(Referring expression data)
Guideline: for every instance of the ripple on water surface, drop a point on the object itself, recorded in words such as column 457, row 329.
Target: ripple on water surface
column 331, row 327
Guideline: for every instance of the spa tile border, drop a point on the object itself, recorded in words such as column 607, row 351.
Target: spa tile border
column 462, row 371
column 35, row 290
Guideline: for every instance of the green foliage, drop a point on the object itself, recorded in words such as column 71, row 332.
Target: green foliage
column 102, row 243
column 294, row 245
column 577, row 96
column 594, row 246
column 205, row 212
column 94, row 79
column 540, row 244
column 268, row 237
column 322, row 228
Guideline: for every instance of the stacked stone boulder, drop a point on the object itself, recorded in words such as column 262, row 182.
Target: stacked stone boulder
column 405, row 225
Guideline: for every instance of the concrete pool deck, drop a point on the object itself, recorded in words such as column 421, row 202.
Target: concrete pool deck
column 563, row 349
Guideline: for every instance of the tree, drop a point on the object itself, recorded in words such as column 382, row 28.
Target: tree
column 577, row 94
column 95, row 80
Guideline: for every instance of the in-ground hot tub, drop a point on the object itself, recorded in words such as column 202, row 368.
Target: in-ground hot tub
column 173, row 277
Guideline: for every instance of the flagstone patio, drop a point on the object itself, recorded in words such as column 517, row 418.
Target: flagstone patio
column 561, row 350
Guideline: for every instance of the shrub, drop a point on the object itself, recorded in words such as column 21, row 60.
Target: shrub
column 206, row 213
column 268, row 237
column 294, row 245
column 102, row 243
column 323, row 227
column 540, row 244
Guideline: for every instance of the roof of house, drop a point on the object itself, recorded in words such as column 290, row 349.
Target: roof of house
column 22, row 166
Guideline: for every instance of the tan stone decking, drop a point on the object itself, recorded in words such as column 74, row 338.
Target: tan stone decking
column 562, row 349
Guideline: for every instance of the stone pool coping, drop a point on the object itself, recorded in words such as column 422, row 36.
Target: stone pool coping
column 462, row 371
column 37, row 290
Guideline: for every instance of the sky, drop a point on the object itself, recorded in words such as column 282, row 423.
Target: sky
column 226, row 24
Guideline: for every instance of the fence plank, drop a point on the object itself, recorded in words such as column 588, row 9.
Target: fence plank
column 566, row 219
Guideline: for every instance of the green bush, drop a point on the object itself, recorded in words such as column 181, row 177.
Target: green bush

TASK STATEMENT:
Return all of the data above, keeping every line exactly as it appears.

EXERCISE SOLUTION:
Guideline: for every instance of the ripple on water surface, drop a point on the object itself, recorded in words such as column 457, row 329.
Target: ripple on water surface
column 331, row 327
Guideline: for every instance of the spa tile border, drop a point on the object itself, recorded in words such as column 607, row 351.
Target: spa tile border
column 462, row 371
column 35, row 290
Guideline: for every instance of the green foliage, drop a point on the object itself, recorded in words such as column 71, row 332.
Target: green foliage
column 102, row 243
column 294, row 245
column 577, row 96
column 594, row 246
column 205, row 212
column 94, row 79
column 540, row 244
column 268, row 237
column 322, row 228
Guideline: for every instance of the stacked stone boulder, drop a point on the object itself, recorded in words such as column 262, row 182.
Target: stacked stone boulder
column 405, row 225
Guideline: for every instance of the concrete pool deck, drop a point on the object itself, recorded in words such as column 421, row 202.
Target: concrete pool deck
column 563, row 349
Guideline: for every instance of the tree, drop a point on the object itself, recorded in words such as column 382, row 28.
Target: tree
column 577, row 94
column 95, row 80
Guideline: for every instance of the in-ground hot tub, drop a point on the object itself, recorded in words such as column 202, row 368.
Target: in-ground hot tub
column 173, row 277
Guideline: for every instance of the flagstone patio, drop a point on the object itself, recorded in words such as column 517, row 418.
Target: flagstone patio
column 561, row 350
Guideline: for every instance of the shrub, drop a point on the object itself, recorded in words such as column 21, row 60.
Target: shrub
column 206, row 213
column 268, row 237
column 294, row 245
column 102, row 243
column 323, row 227
column 540, row 244
Guideline: for every instance of the roof of house, drop a point on the object itself, recorded in words such as column 290, row 349.
Target: roof of house
column 22, row 166
Guideline: for every instance of the tan stone decking, drop a point on the object itself, recorded in words such as column 74, row 338.
Target: tan stone decking
column 562, row 349
Guideline: for every instance of the stone pool coping, drop a point on the object itself, recorded in words such as column 422, row 36.
Target: stone pool coping
column 462, row 371
column 37, row 290
Guideline: for every instance of the sky, drop a point on the object itself, recorded in words such as column 282, row 423.
Target: sky
column 226, row 24
Guideline: for every instance of the fence plank, drop a point on the object itself, recorded in words such as column 588, row 9.
Target: fence plank
column 566, row 219
Guideline: for every instance of the green bush, drop a point on the object itself, recorded in words such as column 181, row 177.
Target: green bush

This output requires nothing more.